From the first line to the last, copy the material word for word; pictures stay out.

=== Section Start ===

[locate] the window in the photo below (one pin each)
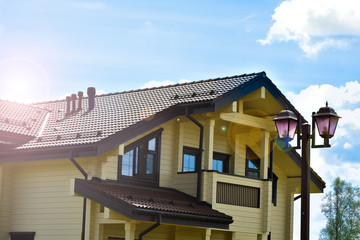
(141, 158)
(189, 159)
(221, 162)
(252, 164)
(22, 235)
(190, 156)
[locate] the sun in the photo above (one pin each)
(23, 80)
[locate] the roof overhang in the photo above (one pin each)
(83, 188)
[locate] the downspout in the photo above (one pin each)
(199, 162)
(146, 231)
(271, 169)
(77, 165)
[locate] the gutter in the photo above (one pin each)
(199, 162)
(77, 165)
(146, 231)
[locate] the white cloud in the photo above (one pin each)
(345, 100)
(347, 145)
(327, 164)
(315, 24)
(89, 5)
(152, 84)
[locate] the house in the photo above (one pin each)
(186, 161)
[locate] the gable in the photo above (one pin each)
(118, 117)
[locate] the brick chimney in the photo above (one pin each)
(68, 100)
(73, 98)
(80, 94)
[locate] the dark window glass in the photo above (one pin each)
(127, 163)
(221, 162)
(149, 163)
(218, 165)
(152, 144)
(141, 158)
(189, 159)
(189, 163)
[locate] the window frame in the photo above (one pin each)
(193, 152)
(225, 158)
(139, 161)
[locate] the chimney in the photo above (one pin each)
(68, 100)
(80, 94)
(73, 98)
(91, 96)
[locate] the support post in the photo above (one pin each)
(305, 182)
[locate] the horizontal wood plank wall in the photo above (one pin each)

=== Section End ===

FINISHED TASK:
[locate] the window in the photo below (one pin each)
(141, 158)
(189, 159)
(221, 162)
(252, 164)
(22, 235)
(190, 156)
[locate] the sun in the photo above (one pin each)
(23, 80)
[locate] the roof overhang in the photo above (one pin each)
(83, 188)
[locate] the downspout in the photo above (one pin each)
(199, 162)
(146, 231)
(271, 169)
(77, 165)
[locate] the gutter in the photo above (one pin each)
(199, 162)
(77, 165)
(146, 231)
[locate] the white cloud in the photo above (one pin each)
(345, 100)
(347, 145)
(327, 164)
(315, 24)
(89, 5)
(152, 84)
[locate] the house in the photo above (one pin each)
(186, 161)
[locate] the gable in the photo above (one pin each)
(118, 117)
[locate] the brick chimney in the photo above (one pin each)
(68, 100)
(73, 98)
(80, 94)
[locate] the dark window glass in the photo above (one pin each)
(127, 163)
(221, 162)
(149, 163)
(218, 165)
(152, 144)
(141, 158)
(189, 159)
(189, 163)
[locate] the window frame in the photo above (one pin each)
(193, 152)
(225, 158)
(139, 161)
[locate] the chimney in the photo above (one pin each)
(68, 100)
(80, 94)
(73, 98)
(91, 96)
[locate] the support post in the photo above (one pin each)
(305, 182)
[locate] the horizontal wood plank wall in the photo above (one pin each)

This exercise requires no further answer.